When the word "roof" shows up in a line of the records below, copy that line.

☆ ☆ ☆

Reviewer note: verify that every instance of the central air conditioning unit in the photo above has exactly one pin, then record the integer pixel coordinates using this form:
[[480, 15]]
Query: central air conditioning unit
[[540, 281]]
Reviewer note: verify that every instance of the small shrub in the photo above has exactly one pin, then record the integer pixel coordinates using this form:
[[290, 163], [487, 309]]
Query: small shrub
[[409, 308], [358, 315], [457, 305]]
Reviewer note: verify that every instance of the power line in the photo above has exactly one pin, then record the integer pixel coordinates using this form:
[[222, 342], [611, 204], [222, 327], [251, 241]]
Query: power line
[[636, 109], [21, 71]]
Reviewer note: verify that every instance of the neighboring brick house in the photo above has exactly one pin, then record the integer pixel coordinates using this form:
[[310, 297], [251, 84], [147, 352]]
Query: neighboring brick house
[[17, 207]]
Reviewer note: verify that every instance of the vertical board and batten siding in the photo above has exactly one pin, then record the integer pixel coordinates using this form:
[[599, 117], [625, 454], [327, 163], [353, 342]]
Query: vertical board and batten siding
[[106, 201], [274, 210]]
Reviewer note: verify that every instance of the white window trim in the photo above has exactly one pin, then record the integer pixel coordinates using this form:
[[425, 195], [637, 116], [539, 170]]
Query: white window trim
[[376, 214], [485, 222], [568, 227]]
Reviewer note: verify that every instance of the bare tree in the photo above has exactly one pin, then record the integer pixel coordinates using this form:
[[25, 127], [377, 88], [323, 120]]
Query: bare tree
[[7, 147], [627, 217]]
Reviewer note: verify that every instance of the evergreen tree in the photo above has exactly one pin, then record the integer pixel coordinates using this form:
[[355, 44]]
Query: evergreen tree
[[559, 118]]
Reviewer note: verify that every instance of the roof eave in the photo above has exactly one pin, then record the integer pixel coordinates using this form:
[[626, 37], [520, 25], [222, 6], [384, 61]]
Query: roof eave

☆ ☆ ☆

## EXERCISE RESULT
Reviewer note: verify that every instance of the roof eave in the photo above has exactly one pin, then record the integer pixel coordinates using this form:
Query: roof eave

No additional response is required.